Kutipan Pilihan →
Saat terutang bermaterai ditentukan dalam hal:
1.      Dokumen yang dibuat oleh satu pihak adalah pada saat dokumen itu diserahkan
2.      Dokumen yang dibuat oleh lebih dari satu pihak adalah pada saat selesainya dokumen itu dibuat
3.      Dokumen yang dibuat diluar negeri adalah pada saat digunakan di Indonesia
Pihak yang terutang bea materai adalah pihak yang menerima atau mendapat manfaat dari dokumen, kecuali pihak yang bersangkutan menentukan lain.
Pelunasan bea materai atas dokumen dapat digunakan dengan cara lain, misalnya membubuhkan tanda –tera sebagai pengganti benda materai diatas dokumen dengan mesi teraan.

B.     Sanksi Tidak atau Kurang Melunasi Bea Materai
Dokumen yang terutang/dikenakan bea materai yang tidak dilunasi dikenakan denda administrasi sebesar Rp.200% dari bea materai yang tidak dilunasi pemegang dokumen atas dokumen yang tidak dibayar bea materainya harus melunasi bea materai yang terutang berikut dendanya dengan cara pemateraian kemudian.

C.    Dokumen – Dokumen Yang Dikenakan Bea Materai
1.      Dikenakan bea materai dengan tarif  Rp. 3.000
a.       Surat yang memuat jumlah uang di bawah satu juta atau sama dengan satu juta
b.      Cek dan bilyet giro tanpa batas pengenaan besarnya harga nominal
c.       Efek dengan nama dan dalam bentuk apapun yang mempunyai harga nominal sampai dengan Rp. 1.000.000
d.      Sekumpulan efek dengan nama dan dalam bentuk apapun yang tercantum dalam surat kolektif yang mempunyai jumlah harga nominal sampai dengan Rp. 1.000.000
2.      Dikenakan bea materai dengantarif Rp.6.000
a.       Surat perjanjian dan surat – surat lainnya yang dibuat dengan tujuan untuk digunakan sebagai alat pembuktian mengenai perbuatan, kenyataan atau perbuatan yang bersifat perdata.
b.      Akta –akta notaris termasuk salinannya
c.       Akta – akta yang dibuat oleh pejabat pembuat akta tanah (PPAT) termasuk rangkap – rangkapnya.
d.      Surat berharga seperti wesel, promise dan aksep
e.       Dokumen yang akan digunakan sebagai alat pembuktian dimuka pengadilan yaitu:
1)      Surat – surat biasa dan surat – surat kerumah tangga
Surat yang memuat jumlah uang.

Ketentuan Tugas A → Tulis ulang bagian catatan dari baris yang memuat "point: pink flower" sampai akhir catatan, dengan mengganti "pink flower" menjadi "pink blossom" tanpa mengubah apa pun selain itu.
Teks di atas dan catatan berikut merupakan bahan yang terpisah satu sama lain.

Data yang Diberikan →
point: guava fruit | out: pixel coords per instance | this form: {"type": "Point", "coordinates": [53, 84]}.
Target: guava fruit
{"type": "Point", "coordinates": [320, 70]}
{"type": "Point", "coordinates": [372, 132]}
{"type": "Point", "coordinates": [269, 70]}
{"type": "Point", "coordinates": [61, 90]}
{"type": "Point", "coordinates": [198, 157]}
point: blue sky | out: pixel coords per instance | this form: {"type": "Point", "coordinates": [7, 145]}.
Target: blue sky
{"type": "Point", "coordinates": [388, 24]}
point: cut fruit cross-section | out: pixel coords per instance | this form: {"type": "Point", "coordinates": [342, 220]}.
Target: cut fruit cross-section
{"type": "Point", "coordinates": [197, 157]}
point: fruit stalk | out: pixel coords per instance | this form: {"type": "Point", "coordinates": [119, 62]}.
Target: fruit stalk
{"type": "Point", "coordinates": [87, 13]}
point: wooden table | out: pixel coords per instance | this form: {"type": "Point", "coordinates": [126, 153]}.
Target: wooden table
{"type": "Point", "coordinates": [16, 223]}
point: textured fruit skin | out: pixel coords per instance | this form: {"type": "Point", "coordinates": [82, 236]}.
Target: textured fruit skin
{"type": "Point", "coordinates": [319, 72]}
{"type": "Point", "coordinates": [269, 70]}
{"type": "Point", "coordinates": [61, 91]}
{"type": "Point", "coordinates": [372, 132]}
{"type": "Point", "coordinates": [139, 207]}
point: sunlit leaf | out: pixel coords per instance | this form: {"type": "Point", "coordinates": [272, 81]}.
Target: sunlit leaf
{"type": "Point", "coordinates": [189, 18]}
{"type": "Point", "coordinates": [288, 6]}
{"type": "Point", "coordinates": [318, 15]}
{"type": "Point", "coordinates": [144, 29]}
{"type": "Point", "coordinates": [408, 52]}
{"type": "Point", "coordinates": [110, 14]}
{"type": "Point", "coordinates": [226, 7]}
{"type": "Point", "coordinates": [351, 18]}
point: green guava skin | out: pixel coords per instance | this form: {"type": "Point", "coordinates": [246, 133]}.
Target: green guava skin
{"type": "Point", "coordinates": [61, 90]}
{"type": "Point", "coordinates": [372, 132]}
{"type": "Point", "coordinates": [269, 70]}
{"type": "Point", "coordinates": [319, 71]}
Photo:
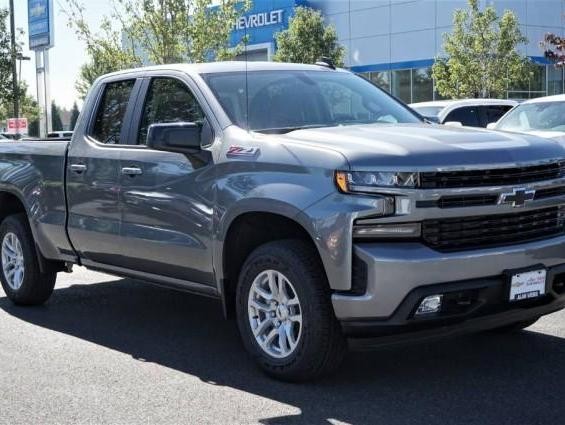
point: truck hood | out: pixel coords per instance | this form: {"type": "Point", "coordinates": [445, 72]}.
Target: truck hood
{"type": "Point", "coordinates": [421, 146]}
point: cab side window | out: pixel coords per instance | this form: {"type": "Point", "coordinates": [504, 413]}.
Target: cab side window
{"type": "Point", "coordinates": [168, 100]}
{"type": "Point", "coordinates": [111, 111]}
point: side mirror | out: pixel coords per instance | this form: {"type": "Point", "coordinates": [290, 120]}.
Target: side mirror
{"type": "Point", "coordinates": [182, 137]}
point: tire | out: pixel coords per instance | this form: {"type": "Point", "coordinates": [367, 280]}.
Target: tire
{"type": "Point", "coordinates": [319, 345]}
{"type": "Point", "coordinates": [516, 327]}
{"type": "Point", "coordinates": [31, 287]}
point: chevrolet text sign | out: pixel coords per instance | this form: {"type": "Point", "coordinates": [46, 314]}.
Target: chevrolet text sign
{"type": "Point", "coordinates": [40, 22]}
{"type": "Point", "coordinates": [262, 19]}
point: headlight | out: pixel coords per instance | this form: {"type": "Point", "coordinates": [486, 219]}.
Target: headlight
{"type": "Point", "coordinates": [365, 181]}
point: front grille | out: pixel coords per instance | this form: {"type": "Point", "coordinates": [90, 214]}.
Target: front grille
{"type": "Point", "coordinates": [457, 234]}
{"type": "Point", "coordinates": [495, 177]}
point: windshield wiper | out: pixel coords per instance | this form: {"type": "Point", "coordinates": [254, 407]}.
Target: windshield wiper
{"type": "Point", "coordinates": [285, 130]}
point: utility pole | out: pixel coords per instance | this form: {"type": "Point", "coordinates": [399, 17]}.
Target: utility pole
{"type": "Point", "coordinates": [15, 87]}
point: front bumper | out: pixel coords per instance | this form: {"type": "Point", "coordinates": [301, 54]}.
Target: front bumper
{"type": "Point", "coordinates": [398, 275]}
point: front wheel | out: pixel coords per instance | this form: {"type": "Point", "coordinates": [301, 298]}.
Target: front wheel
{"type": "Point", "coordinates": [284, 312]}
{"type": "Point", "coordinates": [21, 277]}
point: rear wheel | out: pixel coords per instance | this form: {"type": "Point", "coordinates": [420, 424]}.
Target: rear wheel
{"type": "Point", "coordinates": [21, 276]}
{"type": "Point", "coordinates": [285, 315]}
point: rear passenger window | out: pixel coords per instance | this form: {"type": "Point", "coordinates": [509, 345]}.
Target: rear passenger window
{"type": "Point", "coordinates": [168, 100]}
{"type": "Point", "coordinates": [468, 116]}
{"type": "Point", "coordinates": [111, 112]}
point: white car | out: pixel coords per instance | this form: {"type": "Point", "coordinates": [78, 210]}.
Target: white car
{"type": "Point", "coordinates": [544, 116]}
{"type": "Point", "coordinates": [465, 112]}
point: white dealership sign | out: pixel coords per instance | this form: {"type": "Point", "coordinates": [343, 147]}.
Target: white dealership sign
{"type": "Point", "coordinates": [261, 19]}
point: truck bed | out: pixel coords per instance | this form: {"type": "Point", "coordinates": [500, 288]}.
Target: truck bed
{"type": "Point", "coordinates": [34, 172]}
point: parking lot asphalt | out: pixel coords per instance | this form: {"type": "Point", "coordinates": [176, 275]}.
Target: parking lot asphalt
{"type": "Point", "coordinates": [106, 350]}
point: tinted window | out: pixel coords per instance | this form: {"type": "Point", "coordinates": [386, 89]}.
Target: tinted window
{"type": "Point", "coordinates": [543, 116]}
{"type": "Point", "coordinates": [494, 112]}
{"type": "Point", "coordinates": [168, 100]}
{"type": "Point", "coordinates": [428, 111]}
{"type": "Point", "coordinates": [111, 112]}
{"type": "Point", "coordinates": [468, 116]}
{"type": "Point", "coordinates": [284, 100]}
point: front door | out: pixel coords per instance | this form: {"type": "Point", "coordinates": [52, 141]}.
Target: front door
{"type": "Point", "coordinates": [167, 198]}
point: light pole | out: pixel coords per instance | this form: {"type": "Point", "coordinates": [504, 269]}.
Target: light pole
{"type": "Point", "coordinates": [15, 88]}
{"type": "Point", "coordinates": [22, 58]}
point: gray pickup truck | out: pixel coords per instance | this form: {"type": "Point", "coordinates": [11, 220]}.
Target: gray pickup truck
{"type": "Point", "coordinates": [319, 210]}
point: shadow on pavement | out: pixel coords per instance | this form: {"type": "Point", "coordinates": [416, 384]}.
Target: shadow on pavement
{"type": "Point", "coordinates": [497, 379]}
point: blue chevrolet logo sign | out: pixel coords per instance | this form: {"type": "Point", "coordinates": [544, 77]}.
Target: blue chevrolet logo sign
{"type": "Point", "coordinates": [517, 198]}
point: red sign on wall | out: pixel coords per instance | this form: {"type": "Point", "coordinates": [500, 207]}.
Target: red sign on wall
{"type": "Point", "coordinates": [17, 126]}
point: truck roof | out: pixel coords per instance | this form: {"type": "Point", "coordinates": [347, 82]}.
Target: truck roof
{"type": "Point", "coordinates": [229, 66]}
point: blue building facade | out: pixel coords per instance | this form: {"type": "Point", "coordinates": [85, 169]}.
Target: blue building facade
{"type": "Point", "coordinates": [394, 42]}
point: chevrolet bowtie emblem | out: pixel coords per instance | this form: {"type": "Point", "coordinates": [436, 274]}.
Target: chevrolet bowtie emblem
{"type": "Point", "coordinates": [517, 198]}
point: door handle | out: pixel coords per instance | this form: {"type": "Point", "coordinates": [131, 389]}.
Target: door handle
{"type": "Point", "coordinates": [131, 171]}
{"type": "Point", "coordinates": [78, 168]}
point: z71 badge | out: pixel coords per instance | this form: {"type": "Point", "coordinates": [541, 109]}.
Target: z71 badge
{"type": "Point", "coordinates": [242, 151]}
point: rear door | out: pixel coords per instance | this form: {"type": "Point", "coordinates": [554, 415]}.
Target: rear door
{"type": "Point", "coordinates": [168, 198]}
{"type": "Point", "coordinates": [93, 174]}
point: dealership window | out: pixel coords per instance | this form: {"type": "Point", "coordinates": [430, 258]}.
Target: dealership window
{"type": "Point", "coordinates": [381, 79]}
{"type": "Point", "coordinates": [534, 87]}
{"type": "Point", "coordinates": [401, 84]}
{"type": "Point", "coordinates": [422, 85]}
{"type": "Point", "coordinates": [554, 80]}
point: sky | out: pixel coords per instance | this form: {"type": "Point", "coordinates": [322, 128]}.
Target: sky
{"type": "Point", "coordinates": [66, 56]}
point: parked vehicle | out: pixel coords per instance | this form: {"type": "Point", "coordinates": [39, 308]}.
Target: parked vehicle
{"type": "Point", "coordinates": [544, 117]}
{"type": "Point", "coordinates": [466, 112]}
{"type": "Point", "coordinates": [319, 210]}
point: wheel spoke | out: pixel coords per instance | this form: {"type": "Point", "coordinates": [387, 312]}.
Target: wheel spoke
{"type": "Point", "coordinates": [273, 285]}
{"type": "Point", "coordinates": [283, 343]}
{"type": "Point", "coordinates": [262, 327]}
{"type": "Point", "coordinates": [275, 314]}
{"type": "Point", "coordinates": [263, 294]}
{"type": "Point", "coordinates": [270, 337]}
{"type": "Point", "coordinates": [290, 335]}
{"type": "Point", "coordinates": [260, 306]}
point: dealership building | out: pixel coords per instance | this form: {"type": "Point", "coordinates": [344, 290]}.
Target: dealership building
{"type": "Point", "coordinates": [394, 42]}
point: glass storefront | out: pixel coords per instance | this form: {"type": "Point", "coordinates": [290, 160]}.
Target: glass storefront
{"type": "Point", "coordinates": [416, 85]}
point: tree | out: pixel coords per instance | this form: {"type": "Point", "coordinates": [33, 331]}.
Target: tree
{"type": "Point", "coordinates": [56, 121]}
{"type": "Point", "coordinates": [481, 58]}
{"type": "Point", "coordinates": [74, 115]}
{"type": "Point", "coordinates": [554, 49]}
{"type": "Point", "coordinates": [308, 39]}
{"type": "Point", "coordinates": [155, 31]}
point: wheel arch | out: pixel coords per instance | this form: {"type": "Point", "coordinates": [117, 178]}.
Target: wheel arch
{"type": "Point", "coordinates": [12, 203]}
{"type": "Point", "coordinates": [243, 234]}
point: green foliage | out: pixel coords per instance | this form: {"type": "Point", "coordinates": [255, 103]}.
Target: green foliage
{"type": "Point", "coordinates": [481, 57]}
{"type": "Point", "coordinates": [554, 49]}
{"type": "Point", "coordinates": [154, 31]}
{"type": "Point", "coordinates": [56, 121]}
{"type": "Point", "coordinates": [74, 116]}
{"type": "Point", "coordinates": [307, 39]}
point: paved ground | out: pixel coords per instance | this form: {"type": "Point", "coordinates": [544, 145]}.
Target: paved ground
{"type": "Point", "coordinates": [109, 350]}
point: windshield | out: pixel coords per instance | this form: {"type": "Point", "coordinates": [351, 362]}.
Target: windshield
{"type": "Point", "coordinates": [281, 101]}
{"type": "Point", "coordinates": [428, 111]}
{"type": "Point", "coordinates": [542, 116]}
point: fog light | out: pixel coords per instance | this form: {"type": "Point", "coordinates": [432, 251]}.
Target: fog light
{"type": "Point", "coordinates": [429, 305]}
{"type": "Point", "coordinates": [405, 230]}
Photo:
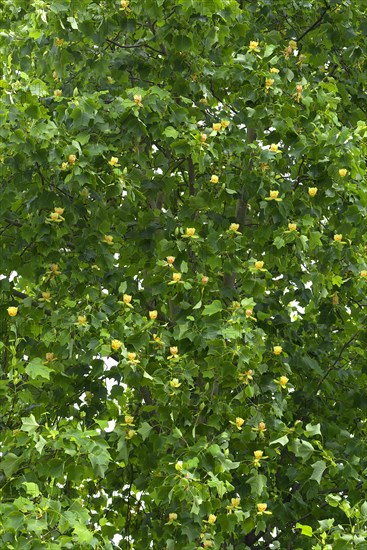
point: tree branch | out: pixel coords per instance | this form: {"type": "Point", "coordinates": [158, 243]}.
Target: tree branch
{"type": "Point", "coordinates": [336, 360]}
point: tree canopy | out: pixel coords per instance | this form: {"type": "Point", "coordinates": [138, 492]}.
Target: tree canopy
{"type": "Point", "coordinates": [183, 274]}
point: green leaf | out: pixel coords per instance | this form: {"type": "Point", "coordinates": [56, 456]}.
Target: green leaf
{"type": "Point", "coordinates": [258, 484]}
{"type": "Point", "coordinates": [281, 441]}
{"type": "Point", "coordinates": [10, 464]}
{"type": "Point", "coordinates": [305, 529]}
{"type": "Point", "coordinates": [36, 368]}
{"type": "Point", "coordinates": [29, 424]}
{"type": "Point", "coordinates": [313, 429]}
{"type": "Point", "coordinates": [279, 242]}
{"type": "Point", "coordinates": [318, 469]}
{"type": "Point", "coordinates": [213, 308]}
{"type": "Point", "coordinates": [302, 449]}
{"type": "Point", "coordinates": [31, 489]}
{"type": "Point", "coordinates": [145, 430]}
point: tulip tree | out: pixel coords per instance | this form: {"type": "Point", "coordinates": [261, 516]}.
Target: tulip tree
{"type": "Point", "coordinates": [183, 274]}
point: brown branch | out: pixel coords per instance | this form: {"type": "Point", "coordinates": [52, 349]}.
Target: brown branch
{"type": "Point", "coordinates": [143, 43]}
{"type": "Point", "coordinates": [314, 25]}
{"type": "Point", "coordinates": [336, 360]}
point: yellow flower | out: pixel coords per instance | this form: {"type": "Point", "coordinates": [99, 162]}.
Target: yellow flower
{"type": "Point", "coordinates": [54, 268]}
{"type": "Point", "coordinates": [114, 161]}
{"type": "Point", "coordinates": [12, 311]}
{"type": "Point", "coordinates": [108, 239]}
{"type": "Point", "coordinates": [212, 518]}
{"type": "Point", "coordinates": [55, 217]}
{"type": "Point", "coordinates": [239, 422]}
{"type": "Point", "coordinates": [116, 345]}
{"type": "Point", "coordinates": [126, 298]}
{"type": "Point", "coordinates": [253, 45]}
{"type": "Point", "coordinates": [170, 260]}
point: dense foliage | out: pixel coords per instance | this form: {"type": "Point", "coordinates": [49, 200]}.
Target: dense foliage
{"type": "Point", "coordinates": [184, 274]}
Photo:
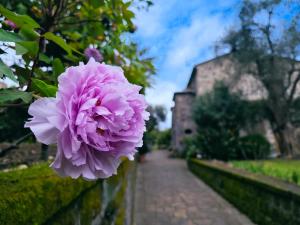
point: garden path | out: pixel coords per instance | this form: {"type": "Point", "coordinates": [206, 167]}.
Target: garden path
{"type": "Point", "coordinates": [168, 194]}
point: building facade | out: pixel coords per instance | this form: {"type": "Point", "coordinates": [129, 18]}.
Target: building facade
{"type": "Point", "coordinates": [202, 80]}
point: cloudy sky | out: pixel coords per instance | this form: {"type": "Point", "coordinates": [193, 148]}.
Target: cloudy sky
{"type": "Point", "coordinates": [180, 34]}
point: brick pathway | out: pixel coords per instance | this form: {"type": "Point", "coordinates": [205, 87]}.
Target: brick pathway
{"type": "Point", "coordinates": [168, 194]}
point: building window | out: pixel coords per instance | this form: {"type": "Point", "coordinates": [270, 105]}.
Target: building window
{"type": "Point", "coordinates": [188, 131]}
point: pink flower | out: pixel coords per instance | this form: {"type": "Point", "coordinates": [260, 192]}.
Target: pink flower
{"type": "Point", "coordinates": [11, 24]}
{"type": "Point", "coordinates": [96, 118]}
{"type": "Point", "coordinates": [93, 53]}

Ketentuan Tugas B → Sebutkan semua dokumen yang menurut teks tentang bea materai dikenakan tarif Rp. 3.000.

Jawaban Lengkap A →
point: pink blossom | out: pixel coords per instance | this form: {"type": "Point", "coordinates": [260, 192]}.
Target: pink blossom
{"type": "Point", "coordinates": [11, 24]}
{"type": "Point", "coordinates": [96, 118]}
{"type": "Point", "coordinates": [93, 53]}

Jawaban Lengkap B →
- Surat yang memuat jumlah uang di bawah satu juta atau sama dengan satu juta
- Cek dan bilyet giro tanpa batas pengenaan besarnya harga nominal
- Efek dengan nama dan dalam bentuk apapun yang mempunyai harga nominal sampai dengan Rp. 1.000.000
- Sekumpulan efek dengan nama dan dalam bentuk apapun yang tercantum dalam surat kolektif yang mempunyai jumlah harga nominal sampai dengan Rp. 1.000.000